>> start Data for the task

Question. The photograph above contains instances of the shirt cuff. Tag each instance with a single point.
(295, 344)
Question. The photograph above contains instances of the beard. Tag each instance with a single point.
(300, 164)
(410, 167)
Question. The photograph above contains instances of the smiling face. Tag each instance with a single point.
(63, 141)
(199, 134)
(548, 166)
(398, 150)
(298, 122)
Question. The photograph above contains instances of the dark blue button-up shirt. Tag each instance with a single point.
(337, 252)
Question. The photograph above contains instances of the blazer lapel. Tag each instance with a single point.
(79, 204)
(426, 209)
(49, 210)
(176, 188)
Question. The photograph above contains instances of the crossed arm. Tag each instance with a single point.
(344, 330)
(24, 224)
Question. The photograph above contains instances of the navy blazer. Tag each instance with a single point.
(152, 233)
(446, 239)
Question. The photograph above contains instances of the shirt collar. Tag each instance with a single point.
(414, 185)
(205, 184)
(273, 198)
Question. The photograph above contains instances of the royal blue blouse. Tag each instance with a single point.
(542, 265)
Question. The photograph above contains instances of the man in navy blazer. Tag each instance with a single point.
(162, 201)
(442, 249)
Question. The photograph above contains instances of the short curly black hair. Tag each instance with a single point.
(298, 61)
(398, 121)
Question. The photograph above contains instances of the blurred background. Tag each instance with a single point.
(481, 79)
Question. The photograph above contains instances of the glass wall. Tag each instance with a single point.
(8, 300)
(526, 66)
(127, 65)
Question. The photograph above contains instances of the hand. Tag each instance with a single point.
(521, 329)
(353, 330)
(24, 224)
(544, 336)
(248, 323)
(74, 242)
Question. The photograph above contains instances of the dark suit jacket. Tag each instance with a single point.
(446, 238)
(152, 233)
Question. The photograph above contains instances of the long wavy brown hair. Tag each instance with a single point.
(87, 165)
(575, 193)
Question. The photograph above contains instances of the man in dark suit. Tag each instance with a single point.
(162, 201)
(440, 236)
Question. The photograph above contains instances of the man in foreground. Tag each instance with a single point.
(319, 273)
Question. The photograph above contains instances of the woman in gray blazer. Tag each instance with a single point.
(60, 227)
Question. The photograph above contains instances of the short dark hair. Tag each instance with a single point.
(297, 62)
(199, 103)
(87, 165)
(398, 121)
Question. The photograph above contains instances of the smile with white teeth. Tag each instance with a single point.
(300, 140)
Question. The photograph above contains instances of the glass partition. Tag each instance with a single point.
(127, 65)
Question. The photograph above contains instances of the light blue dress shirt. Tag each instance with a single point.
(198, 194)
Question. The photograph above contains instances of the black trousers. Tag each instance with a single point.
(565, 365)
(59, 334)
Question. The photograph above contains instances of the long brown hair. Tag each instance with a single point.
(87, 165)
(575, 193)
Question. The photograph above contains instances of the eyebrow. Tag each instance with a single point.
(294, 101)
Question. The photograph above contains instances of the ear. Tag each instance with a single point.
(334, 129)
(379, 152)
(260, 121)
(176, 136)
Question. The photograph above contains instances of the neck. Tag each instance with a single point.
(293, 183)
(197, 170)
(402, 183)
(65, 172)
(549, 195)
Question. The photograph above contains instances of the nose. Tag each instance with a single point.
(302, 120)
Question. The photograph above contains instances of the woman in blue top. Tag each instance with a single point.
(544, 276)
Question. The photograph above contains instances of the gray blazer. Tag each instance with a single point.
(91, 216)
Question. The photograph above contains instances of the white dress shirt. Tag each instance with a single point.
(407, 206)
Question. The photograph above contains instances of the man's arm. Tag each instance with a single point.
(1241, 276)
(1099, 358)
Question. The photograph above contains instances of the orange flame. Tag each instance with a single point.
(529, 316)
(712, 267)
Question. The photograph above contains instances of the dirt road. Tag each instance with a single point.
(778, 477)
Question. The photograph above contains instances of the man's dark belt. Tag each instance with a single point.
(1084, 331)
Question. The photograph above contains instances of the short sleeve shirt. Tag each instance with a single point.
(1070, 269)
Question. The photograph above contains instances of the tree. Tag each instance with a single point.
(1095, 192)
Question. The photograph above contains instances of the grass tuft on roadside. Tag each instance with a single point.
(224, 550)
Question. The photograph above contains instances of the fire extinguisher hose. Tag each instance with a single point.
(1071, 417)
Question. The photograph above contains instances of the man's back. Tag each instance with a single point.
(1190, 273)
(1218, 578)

>> end Data for the task

**Stated problem**: Copy out the listing above word for word, leaving no line out.

**Response for this exercise**:
Question. The photograph above contains instances of the shirt cuff. Tag each instance with a single point.
(295, 344)
Question. The photograph above contains instances of the beard. Tag each instance with a single point.
(300, 164)
(410, 167)
Question. The photograph above contains instances of the smiling face. Tag each instance with a single point.
(63, 141)
(199, 134)
(548, 166)
(398, 150)
(298, 122)
Question. The photograph above contains instances of the dark blue button-up shirt. Tag each instance with a single point.
(337, 252)
Question. The photograph above contains instances of the blazer lapel. Tag each instance with a single point.
(79, 204)
(426, 209)
(49, 210)
(176, 188)
Question. The photograph above contains instances of the crossed arm. Tag each instance with a single point.
(344, 330)
(24, 224)
Question. The photograph above contains instances of the navy blazer. Tag each instance with a single point.
(152, 233)
(446, 239)
Question. The photograph above contains instances of the shirt collar. Tag each instance with a single point.
(414, 185)
(205, 184)
(273, 198)
Question. The photograph above contains instances of the royal blue blouse. Tag each instance with a single point.
(542, 265)
Question. The photograph above contains instances of the man in navy blazer. Tag each instance with a single point.
(162, 201)
(442, 249)
Question. The photograph above contains instances of the short curly black hair. Tag each instance with a single point.
(298, 61)
(398, 121)
Question. The photograph above contains instances of the blurred background. Tag each instance with a single point.
(481, 79)
Question. The photograph above contains instances of the glass wall. Tag each instance with a single point.
(8, 300)
(526, 66)
(127, 65)
Question. The photograph above contains instances of the hand. Tag each instance with a single point.
(521, 329)
(353, 330)
(24, 224)
(544, 336)
(248, 323)
(74, 242)
Question. The photograph above contains instances of the dark suit jacket. Tag each instance with a single point.
(446, 238)
(152, 233)
Question. The photograph above contains instances of the long wavy brown hair. Tag each instance with a single point.
(87, 165)
(575, 193)
Question. The photograph above contains instances of the man in dark suit. Tag each instance with a single point.
(162, 201)
(440, 236)
Question. The photograph above contains instances of the man in foreground. Tag each instance with a single point.
(319, 273)
Question. The photograph above contains instances of the woman in gray blazer. Tag each instance with a single point.
(60, 227)
Question. The photograph above contains instances of the short dark hair. Tag each instance with a single point.
(297, 62)
(199, 103)
(87, 165)
(398, 121)
Question. The photograph above contains instances of the smile with white teeth. Tag each instance with a single point.
(300, 140)
Question. The photograph above contains instances of the glass partition. Tag each instance with a single point.
(127, 65)
Question. The photograph above contains instances of the light blue dress shirt. Tag each instance with a single point.
(198, 194)
Question. The photograph above contains instances of the black trousers. Tag each instance with a single point.
(565, 365)
(59, 334)
Question. The photograph above contains instances of the long brown hair. Tag each instance with a single point.
(87, 165)
(575, 193)
Question. The photograph above contains instances of the eyebrow. Tag each instance with a single point.
(294, 101)
Question. The photograph above contains instances of the ear. Tag each instance with a single point.
(334, 129)
(379, 152)
(260, 121)
(176, 136)
Question. The photograph above contains instances of the neck. Tag each instance with a single point.
(293, 183)
(197, 170)
(402, 183)
(65, 172)
(549, 195)
Question. The photograph above contains instances of the nose. Tag each instance with a single point.
(302, 120)
Question. The photograph above contains instances of the woman in blue top. Tag each instance with a single point.
(544, 276)
Question. The photograph above contains instances of the gray blazer. Tag each instance with a single point.
(91, 216)
Question. The photograph above contains instances of the white dress shirt. Tag each instance with a single point.
(407, 206)
Question. The photograph above contains instances of the man's arm. Tag each instance with a single point.
(1241, 276)
(1099, 358)
Question. The photograph above contains instances of the orange flame. Tag each instance with a single point.
(529, 316)
(712, 267)
Question. The photograph above contains instances of the dirt road. Tag each instance with a single point.
(778, 477)
Question. The photograph above contains instances of the man's dark belt. Tag each instance with a single point.
(1084, 331)
Question. The photograph above contains instances of the short sleeve shirt. Tag each instance with a single point.
(1070, 269)
Question. The photograph above contains instances of the tree. Tag each instance with a single point.
(1095, 192)
Question. The photograph above contains instances of the grass tuft on roadside. Tag each instance with a single point.
(224, 550)
Question. The photograph above contains instances of the fire extinguisher hose. Tag each instance with a single point.
(1071, 417)
Question. The photograph above contains instances of the man's back. Tag each instance with a single point.
(1190, 273)
(1218, 578)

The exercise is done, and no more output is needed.